***** PASSAGE
On appeal, the Commission rejected the ALJ's reasoning regarding the initial search, but upheld the constitutionality of OSHA's inspections. Because the compliance officers were "trespassing in an area that was open only to the Respondents' employees," the Commission determined that the inspection could not be justified under the "plain view" doctrine. Nonetheless, the Commission upheld OSHA's warrantless inspection of Petitioners' worksite because Petitioners' construction site fell within the "open fields" exception to the Fourth Amendment. The Commission affirmed the ALJ's conclusion that OSHA had inspected the entirety of Project 8 pursuant to a valid administrative search warrant. Petitioners seek review of these determinations.
**********
**SET TASK A:**
Return the lines of the records verbatim, covering the stretch from the line containing "of the window" through the end of the records.
**SET TASK B:**
Continue the passage on the appeal over OSHA's warrantless inspection, starting after its final sentence.
***** DATA FOR THE TASK
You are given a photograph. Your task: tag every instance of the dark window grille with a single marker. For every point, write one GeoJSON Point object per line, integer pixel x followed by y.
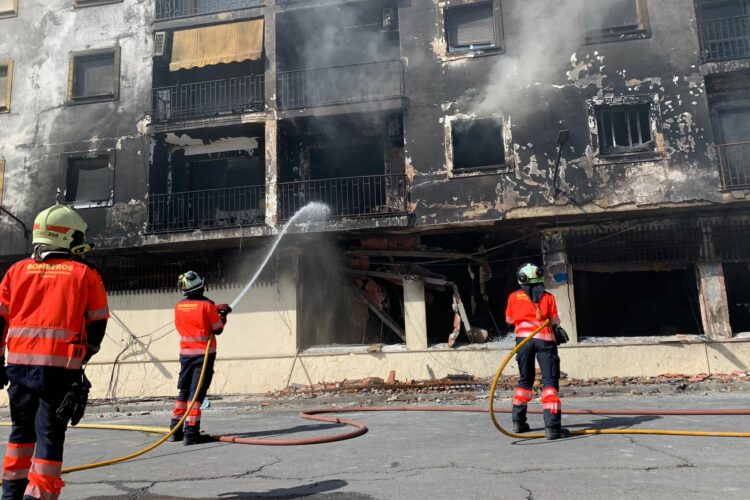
{"type": "Point", "coordinates": [94, 76]}
{"type": "Point", "coordinates": [340, 84]}
{"type": "Point", "coordinates": [204, 99]}
{"type": "Point", "coordinates": [726, 38]}
{"type": "Point", "coordinates": [369, 196]}
{"type": "Point", "coordinates": [478, 145]}
{"type": "Point", "coordinates": [734, 165]}
{"type": "Point", "coordinates": [172, 9]}
{"type": "Point", "coordinates": [89, 179]}
{"type": "Point", "coordinates": [470, 27]}
{"type": "Point", "coordinates": [206, 209]}
{"type": "Point", "coordinates": [624, 129]}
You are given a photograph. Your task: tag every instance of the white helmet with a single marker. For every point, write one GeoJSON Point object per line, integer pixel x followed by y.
{"type": "Point", "coordinates": [190, 282]}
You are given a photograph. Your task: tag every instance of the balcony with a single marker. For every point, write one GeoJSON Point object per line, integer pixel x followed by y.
{"type": "Point", "coordinates": [175, 9]}
{"type": "Point", "coordinates": [340, 84]}
{"type": "Point", "coordinates": [734, 165]}
{"type": "Point", "coordinates": [208, 209]}
{"type": "Point", "coordinates": [726, 38]}
{"type": "Point", "coordinates": [208, 99]}
{"type": "Point", "coordinates": [365, 196]}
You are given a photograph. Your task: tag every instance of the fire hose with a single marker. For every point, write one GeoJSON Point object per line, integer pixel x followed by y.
{"type": "Point", "coordinates": [360, 428]}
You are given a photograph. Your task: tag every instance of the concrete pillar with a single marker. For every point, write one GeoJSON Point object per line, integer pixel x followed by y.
{"type": "Point", "coordinates": [272, 173]}
{"type": "Point", "coordinates": [558, 281]}
{"type": "Point", "coordinates": [415, 314]}
{"type": "Point", "coordinates": [712, 296]}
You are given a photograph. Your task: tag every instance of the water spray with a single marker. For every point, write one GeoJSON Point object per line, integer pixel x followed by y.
{"type": "Point", "coordinates": [313, 211]}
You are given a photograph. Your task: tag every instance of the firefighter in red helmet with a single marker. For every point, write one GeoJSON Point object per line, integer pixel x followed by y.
{"type": "Point", "coordinates": [197, 320]}
{"type": "Point", "coordinates": [527, 309]}
{"type": "Point", "coordinates": [54, 313]}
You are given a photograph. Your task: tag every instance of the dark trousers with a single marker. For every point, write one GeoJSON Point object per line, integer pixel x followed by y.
{"type": "Point", "coordinates": [34, 424]}
{"type": "Point", "coordinates": [549, 362]}
{"type": "Point", "coordinates": [187, 384]}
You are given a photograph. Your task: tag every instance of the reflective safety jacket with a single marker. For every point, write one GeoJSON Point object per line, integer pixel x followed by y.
{"type": "Point", "coordinates": [526, 317]}
{"type": "Point", "coordinates": [195, 320]}
{"type": "Point", "coordinates": [47, 306]}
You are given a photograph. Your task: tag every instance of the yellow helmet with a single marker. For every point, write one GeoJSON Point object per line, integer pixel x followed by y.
{"type": "Point", "coordinates": [57, 226]}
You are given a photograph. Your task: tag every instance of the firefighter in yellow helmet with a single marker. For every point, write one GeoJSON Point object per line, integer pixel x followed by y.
{"type": "Point", "coordinates": [54, 313]}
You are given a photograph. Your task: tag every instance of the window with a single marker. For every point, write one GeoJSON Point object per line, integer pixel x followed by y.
{"type": "Point", "coordinates": [611, 20]}
{"type": "Point", "coordinates": [94, 76]}
{"type": "Point", "coordinates": [90, 179]}
{"type": "Point", "coordinates": [470, 27]}
{"type": "Point", "coordinates": [8, 8]}
{"type": "Point", "coordinates": [6, 78]}
{"type": "Point", "coordinates": [87, 3]}
{"type": "Point", "coordinates": [624, 129]}
{"type": "Point", "coordinates": [477, 145]}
**********
**RESULT A:**
You are given a photograph. Your task: tag every instance of the window with a single marker. For every point, write one GeoJSON Point object per line, integer pixel x followed by y.
{"type": "Point", "coordinates": [611, 20]}
{"type": "Point", "coordinates": [94, 76]}
{"type": "Point", "coordinates": [90, 179]}
{"type": "Point", "coordinates": [470, 27]}
{"type": "Point", "coordinates": [8, 8]}
{"type": "Point", "coordinates": [6, 78]}
{"type": "Point", "coordinates": [87, 3]}
{"type": "Point", "coordinates": [624, 129]}
{"type": "Point", "coordinates": [477, 145]}

**RESULT B:**
II. Discussion
A. OSHA's Warrantless Inspection

Whether a governmental search or seizure implicates the Fourth Amendment usually involves a two-fold analysis. To come under the rubric of the Fourth Amendment, the subject of the search must show that it "has manifested a subjective expectation of privacy in the object of the challenged search." California v. Ciraolo, 476 U.S. 207, 211, 106 S.Ct. 1809, 1811, 90 L.Ed.2d 210 (1986). In addition, society must be "willing to recognize that expectation as reasonable." Id. Whether a party has manifested a subjective expectation of privacy is a question of fact, reviewed under the clearly erroneous standard. United States v. Welliver, 976 F.2d 1148, 1151 (8th Cir.1992). Whether that subjective expectation is objectively reasonable is a matter of law subject to de novo review. Id. Because we conclude that the contractual arrangements between Petitioners, the general contractor, and the federal government preclude Petitioners from establishing any reasonable expectation of privacy in the open areas of Project 8, we need not assess the subjective element of Petitioners' claimed privacy interest. Similarly, in disposing of Petitioners' claims through conventional Fourth Amendment analysis, we need not reach the more novel question of whether Petitioners' construction site falls within the Fourth Amendment's "open fields" exception.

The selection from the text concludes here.